━━ Sayfa alıntısı ━━

Çözüm Önerisi Olarak Tavsiye Edebileceğim Bazı Hususlar
Cennetin Allah’a iman ve itaatle elde edileceğini, Allah’a isyanın, haramlardan sakınmayanın da içinde ebedî kalacağı cehenneme atılacağını inanmak ve inanca uygun yaşamak,
Allah’a teslim olunmadan Müslümanlığın olmayacağını, O neyi yasakladıysa bizim ve toplumun zararına olduğu için yasakladığını kabul ederek bunun şuuruna ermek,
Her sâlih amelin imanı güçlendireceğini, her günahın imana zarar verdiğini unutmamak,
Allah’a isyandan, büyük günahlardan kaçınmak,
Kur’an’ı anlayarak okumadan, okuduklarımızı baş tacı edip uygulamadan problemlere çözüm bulunmaz.
Kendimizin güzel ahlâklı olmamız yetmez; en az isyankârlar kadar cesur olmadığımız ve kötülüklere engel olmaya kalkmadığımız müddetçe bu problemler çözülmez.
Toplumsal problemlere çözüm getirmek için İslâmî bir devlete ihtiyaç vardır. Böyle bir devlet için çalışmak,
Güzel ahlâk: Ahlâkı güzelleştiren İslâm’dır. İslâm’ın kurallarını yerine getirmeden güzel ahlâklı olunmaz.
Takvâ şuuru: Allah’tan, O’nun azâbından korkup sakınmak,
İhsân bilinci: Her yaptığı şeyi en güzel şekilde yapmak, güzellik sergilemek, ibadetleri de Allah’ı görür gibi, O’nun razı olacağı tarzda hem şeklini ve hem ruhunu güzelleştirmek,
Kendisini İslâm’a nispet edip Müslüman olduğunu söyleyen her insan, toplum nazarında az veya çok İslâm’ı temsil ediyor kabul edilir. O yüzden yaptığımız bir kötülüğün İslâm’a fatura edilmesi vebâlini hesaba katmak,
Teknolojik aygıtların şu veya bu şekilde toplumun ifsadına katkıda bulunduğunu unutmamak, televizyon, internet, akıllı (insanların akıllarını çalan) cep telefonu gibi araçların zararlarının ve veballerinin farkında olmak,
Şehvet gibi insanî duygularımızı kontrol etmek zorunda olduğumuzu unutmamak,
İslâm’ın mükemmel bir şekilde ancak İslâm devletinde yaşanabileceğini, gayrı İslâmî bir rejimin çirkin ahlâkın ne demek olduğunda bile İslam’a ters olduğunu, onları engelleyecek ortamı oluşturmayacağını bilmek gerekir.

━━━
━━ Kayıtlı veriler ━━

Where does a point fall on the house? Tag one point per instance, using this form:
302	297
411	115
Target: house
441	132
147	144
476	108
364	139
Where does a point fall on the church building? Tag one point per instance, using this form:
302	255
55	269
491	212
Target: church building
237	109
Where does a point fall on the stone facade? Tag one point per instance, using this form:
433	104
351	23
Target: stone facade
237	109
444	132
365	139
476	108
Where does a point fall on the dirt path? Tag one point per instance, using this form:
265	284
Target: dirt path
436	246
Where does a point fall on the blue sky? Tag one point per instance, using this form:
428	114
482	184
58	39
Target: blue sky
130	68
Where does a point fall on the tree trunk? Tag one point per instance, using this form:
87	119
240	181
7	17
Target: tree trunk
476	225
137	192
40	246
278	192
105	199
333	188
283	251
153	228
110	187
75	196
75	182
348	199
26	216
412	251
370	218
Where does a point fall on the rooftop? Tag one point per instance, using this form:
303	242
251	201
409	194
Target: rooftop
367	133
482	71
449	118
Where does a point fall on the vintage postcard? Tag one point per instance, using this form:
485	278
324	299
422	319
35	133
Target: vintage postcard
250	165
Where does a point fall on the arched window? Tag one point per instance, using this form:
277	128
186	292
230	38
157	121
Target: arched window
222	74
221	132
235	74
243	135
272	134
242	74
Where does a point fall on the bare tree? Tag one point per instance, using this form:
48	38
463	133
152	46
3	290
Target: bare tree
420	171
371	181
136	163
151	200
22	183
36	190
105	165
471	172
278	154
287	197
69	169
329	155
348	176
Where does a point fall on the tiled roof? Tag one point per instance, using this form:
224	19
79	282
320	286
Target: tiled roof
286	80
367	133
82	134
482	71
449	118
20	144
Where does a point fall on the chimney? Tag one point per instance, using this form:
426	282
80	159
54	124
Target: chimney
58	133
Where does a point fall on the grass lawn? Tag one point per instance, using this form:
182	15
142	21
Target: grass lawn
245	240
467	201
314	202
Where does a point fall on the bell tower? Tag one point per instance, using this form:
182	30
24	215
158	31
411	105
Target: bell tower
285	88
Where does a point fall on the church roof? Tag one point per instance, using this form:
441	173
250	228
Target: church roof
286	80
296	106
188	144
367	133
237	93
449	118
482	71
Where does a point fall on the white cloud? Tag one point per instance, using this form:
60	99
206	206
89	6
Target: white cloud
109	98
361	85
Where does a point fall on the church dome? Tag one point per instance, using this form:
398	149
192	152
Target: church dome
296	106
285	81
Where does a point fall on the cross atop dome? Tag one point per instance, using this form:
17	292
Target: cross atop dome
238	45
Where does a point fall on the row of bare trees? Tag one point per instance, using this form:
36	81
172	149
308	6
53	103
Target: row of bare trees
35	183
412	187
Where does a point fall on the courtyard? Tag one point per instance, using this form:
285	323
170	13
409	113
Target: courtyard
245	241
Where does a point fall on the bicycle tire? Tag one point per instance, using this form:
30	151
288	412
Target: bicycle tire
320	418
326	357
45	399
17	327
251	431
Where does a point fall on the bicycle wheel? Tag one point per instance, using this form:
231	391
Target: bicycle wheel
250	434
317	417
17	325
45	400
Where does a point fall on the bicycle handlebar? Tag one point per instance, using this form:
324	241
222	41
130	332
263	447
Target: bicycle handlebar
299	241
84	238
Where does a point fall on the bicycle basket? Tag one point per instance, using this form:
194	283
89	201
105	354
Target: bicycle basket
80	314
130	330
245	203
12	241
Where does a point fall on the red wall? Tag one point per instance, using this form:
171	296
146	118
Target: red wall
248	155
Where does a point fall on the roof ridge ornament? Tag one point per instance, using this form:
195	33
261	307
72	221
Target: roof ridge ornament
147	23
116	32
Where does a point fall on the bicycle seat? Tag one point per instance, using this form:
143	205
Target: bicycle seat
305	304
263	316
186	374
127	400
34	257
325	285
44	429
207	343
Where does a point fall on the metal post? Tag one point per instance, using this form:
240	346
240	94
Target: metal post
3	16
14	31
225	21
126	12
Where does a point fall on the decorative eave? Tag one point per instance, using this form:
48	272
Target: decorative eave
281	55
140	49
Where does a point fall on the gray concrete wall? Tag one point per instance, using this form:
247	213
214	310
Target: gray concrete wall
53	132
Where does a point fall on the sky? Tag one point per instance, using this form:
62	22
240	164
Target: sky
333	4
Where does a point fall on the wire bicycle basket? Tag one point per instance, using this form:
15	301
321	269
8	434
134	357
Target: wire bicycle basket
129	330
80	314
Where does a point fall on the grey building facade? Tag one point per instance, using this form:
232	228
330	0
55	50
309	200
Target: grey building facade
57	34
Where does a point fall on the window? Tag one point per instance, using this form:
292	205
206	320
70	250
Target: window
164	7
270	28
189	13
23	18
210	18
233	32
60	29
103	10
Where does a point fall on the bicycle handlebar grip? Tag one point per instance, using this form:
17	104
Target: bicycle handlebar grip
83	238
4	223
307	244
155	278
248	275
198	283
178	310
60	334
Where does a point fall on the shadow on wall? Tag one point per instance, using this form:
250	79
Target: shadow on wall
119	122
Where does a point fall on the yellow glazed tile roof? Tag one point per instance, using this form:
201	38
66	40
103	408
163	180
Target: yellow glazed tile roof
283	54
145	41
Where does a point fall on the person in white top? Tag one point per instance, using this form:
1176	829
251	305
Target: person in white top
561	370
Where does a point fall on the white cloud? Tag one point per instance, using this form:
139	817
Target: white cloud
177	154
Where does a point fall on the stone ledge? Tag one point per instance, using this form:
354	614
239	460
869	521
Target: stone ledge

━━━
━━ Kayıtlı veriler ━━

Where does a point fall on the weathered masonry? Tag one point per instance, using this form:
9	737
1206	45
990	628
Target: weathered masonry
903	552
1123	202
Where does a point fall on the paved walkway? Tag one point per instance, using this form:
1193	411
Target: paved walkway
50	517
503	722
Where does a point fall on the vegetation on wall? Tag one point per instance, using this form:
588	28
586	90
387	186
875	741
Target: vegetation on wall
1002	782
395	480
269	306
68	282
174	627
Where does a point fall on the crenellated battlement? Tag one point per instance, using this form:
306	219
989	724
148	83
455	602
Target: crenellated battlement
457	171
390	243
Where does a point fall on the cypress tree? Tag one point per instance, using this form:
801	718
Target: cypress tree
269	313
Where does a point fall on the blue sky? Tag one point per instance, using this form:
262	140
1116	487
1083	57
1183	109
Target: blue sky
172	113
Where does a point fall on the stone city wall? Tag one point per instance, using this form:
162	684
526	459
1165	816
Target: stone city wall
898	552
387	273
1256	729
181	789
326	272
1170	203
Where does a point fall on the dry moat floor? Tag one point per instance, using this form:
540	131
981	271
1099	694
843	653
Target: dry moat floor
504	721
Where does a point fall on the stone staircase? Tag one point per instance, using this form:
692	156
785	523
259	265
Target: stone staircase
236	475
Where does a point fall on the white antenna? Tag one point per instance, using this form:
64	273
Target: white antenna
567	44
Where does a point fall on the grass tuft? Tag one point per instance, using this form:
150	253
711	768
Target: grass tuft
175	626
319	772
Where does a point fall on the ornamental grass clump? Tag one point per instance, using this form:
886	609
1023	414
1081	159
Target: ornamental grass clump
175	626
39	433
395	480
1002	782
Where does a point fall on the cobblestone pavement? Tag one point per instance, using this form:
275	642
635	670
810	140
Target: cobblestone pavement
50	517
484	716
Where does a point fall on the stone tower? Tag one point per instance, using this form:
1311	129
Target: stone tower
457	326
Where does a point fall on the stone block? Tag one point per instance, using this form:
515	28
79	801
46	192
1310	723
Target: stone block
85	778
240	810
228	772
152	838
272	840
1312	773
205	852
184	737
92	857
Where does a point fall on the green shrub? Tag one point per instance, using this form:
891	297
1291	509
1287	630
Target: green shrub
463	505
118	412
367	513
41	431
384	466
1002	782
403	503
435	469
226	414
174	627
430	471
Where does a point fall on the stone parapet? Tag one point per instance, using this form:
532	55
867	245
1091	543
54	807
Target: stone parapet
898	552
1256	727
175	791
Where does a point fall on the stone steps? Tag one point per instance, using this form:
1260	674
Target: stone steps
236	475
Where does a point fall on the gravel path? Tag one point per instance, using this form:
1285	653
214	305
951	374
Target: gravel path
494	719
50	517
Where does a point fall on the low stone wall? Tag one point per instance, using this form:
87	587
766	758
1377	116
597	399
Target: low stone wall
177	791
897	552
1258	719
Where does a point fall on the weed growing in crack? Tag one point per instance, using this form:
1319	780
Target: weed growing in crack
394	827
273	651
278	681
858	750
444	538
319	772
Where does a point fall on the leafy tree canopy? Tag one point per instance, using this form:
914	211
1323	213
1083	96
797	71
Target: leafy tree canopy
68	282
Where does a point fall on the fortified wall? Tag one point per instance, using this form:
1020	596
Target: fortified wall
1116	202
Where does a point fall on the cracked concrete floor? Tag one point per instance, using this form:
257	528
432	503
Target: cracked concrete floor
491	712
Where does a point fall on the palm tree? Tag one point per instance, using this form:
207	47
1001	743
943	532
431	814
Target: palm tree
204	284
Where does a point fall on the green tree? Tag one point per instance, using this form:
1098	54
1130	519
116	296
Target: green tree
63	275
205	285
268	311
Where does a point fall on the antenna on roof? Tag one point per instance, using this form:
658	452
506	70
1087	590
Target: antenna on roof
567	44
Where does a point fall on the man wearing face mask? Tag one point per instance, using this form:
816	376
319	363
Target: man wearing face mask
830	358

━━━
━━ Kayıtlı veriler ━━

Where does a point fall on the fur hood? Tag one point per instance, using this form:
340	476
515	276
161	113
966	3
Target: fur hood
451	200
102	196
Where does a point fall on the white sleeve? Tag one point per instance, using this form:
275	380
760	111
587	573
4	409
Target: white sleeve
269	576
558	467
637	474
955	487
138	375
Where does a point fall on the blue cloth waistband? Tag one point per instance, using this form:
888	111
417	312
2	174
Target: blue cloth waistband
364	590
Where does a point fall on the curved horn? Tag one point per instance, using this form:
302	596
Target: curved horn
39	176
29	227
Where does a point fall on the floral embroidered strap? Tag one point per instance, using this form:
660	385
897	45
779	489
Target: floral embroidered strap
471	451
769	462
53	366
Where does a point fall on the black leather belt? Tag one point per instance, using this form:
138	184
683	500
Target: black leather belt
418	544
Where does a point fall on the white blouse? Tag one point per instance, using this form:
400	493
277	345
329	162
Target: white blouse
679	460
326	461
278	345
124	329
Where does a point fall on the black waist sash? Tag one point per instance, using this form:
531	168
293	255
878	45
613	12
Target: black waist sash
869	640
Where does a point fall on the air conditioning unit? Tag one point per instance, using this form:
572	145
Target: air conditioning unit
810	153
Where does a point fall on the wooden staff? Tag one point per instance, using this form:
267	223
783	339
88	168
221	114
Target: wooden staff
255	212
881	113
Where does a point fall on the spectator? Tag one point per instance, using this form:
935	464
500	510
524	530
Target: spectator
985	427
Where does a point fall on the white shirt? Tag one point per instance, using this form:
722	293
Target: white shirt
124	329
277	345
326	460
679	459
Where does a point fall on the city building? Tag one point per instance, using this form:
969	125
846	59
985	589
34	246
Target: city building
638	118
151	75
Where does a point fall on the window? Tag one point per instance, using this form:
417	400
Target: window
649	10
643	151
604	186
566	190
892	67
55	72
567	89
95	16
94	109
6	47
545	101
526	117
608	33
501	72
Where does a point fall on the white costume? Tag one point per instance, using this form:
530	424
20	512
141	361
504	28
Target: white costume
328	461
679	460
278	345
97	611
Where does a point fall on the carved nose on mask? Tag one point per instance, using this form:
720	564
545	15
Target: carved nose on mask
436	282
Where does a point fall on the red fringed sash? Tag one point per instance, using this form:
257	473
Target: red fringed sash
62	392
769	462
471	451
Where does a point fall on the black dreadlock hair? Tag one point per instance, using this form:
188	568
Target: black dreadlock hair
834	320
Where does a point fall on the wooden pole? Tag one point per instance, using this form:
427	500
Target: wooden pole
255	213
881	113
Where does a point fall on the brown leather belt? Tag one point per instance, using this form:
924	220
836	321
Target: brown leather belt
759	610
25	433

━━━

- **Görev amacı**
Aşağıdaki üç ifadenin sayfa alıntısıyla uyuşup uyuşmadığını her biri için evet ya da hayır diye belirtin ve kararı veren sözleri alıntıdan aynen aktarın. (a) İnsanın kendisinin güzel ahlâklı olması, problemlerin çözülmesi için yeterlidir. (b) Her günahın imana zarar verdiğini unutmamak önerilmektedir. (c) İslâm, her türlü rejim altında mükemmel bir şekilde yaşanabilir.

- **Tam cevap**
(a) Hayır: "Kendimizin güzel ahlâklı olmamız yetmez"
(b) Evet: "her günahın imana zarar verdiğini unutmamak"
(c) Hayır: "İslâm’ın mükemmel bir şekilde ancak İslâm devletinde yaşanabileceğini"